━━━━━ SOURCE RECORDS ━━━━━

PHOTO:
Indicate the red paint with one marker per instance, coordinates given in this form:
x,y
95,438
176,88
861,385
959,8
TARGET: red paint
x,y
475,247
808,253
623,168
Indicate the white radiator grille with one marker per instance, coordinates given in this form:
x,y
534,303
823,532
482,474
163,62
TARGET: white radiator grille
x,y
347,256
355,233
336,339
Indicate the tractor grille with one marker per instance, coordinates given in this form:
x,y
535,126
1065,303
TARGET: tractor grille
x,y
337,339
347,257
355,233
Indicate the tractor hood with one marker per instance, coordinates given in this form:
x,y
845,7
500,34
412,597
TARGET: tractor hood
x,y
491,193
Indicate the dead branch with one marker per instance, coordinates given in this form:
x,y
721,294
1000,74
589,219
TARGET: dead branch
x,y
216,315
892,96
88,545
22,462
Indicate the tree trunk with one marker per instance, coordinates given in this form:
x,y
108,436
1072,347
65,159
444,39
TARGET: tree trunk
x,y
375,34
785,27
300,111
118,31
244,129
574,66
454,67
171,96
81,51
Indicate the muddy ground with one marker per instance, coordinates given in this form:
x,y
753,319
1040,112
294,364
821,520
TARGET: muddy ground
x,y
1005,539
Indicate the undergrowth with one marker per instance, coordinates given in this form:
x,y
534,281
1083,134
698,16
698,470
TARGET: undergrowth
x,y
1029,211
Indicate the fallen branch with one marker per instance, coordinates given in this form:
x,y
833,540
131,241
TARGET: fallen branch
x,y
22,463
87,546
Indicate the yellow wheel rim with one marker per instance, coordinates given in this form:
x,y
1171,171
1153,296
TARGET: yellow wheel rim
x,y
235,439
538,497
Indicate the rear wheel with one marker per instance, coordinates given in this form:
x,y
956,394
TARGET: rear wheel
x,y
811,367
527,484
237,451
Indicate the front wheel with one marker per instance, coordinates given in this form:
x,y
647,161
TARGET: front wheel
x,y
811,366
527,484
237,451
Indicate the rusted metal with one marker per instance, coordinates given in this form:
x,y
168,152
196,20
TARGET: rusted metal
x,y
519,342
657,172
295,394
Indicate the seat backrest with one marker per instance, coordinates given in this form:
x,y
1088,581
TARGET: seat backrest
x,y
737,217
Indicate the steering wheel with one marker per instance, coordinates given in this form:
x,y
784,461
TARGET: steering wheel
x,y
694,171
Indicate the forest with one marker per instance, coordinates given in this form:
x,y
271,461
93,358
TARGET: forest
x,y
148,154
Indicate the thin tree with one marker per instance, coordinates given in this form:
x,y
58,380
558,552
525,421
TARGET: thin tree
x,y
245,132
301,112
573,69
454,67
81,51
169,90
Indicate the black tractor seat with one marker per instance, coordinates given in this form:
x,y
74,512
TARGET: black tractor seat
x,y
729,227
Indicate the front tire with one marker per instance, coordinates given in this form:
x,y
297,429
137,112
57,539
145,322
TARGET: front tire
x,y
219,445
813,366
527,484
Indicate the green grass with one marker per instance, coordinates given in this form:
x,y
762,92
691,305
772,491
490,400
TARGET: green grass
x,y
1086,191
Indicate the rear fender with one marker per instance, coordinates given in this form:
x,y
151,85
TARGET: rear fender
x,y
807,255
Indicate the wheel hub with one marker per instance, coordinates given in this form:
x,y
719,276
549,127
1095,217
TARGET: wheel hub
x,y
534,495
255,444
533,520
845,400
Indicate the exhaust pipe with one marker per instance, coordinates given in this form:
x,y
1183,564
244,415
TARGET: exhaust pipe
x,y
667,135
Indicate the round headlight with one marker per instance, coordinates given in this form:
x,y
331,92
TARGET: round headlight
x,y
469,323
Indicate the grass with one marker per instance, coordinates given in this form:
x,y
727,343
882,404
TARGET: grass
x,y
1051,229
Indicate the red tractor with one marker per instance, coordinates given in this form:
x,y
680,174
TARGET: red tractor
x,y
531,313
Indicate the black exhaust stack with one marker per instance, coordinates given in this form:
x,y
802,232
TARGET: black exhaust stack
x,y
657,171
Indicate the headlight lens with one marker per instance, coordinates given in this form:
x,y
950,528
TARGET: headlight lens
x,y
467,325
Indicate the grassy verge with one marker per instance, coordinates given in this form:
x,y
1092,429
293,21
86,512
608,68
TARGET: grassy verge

━━━━━

**YOUR ASSIGNMENT:** Count of lines with "verge": please work it out for the entries above and give the number by itself.

**RESULT OF THE EXERCISE:** 2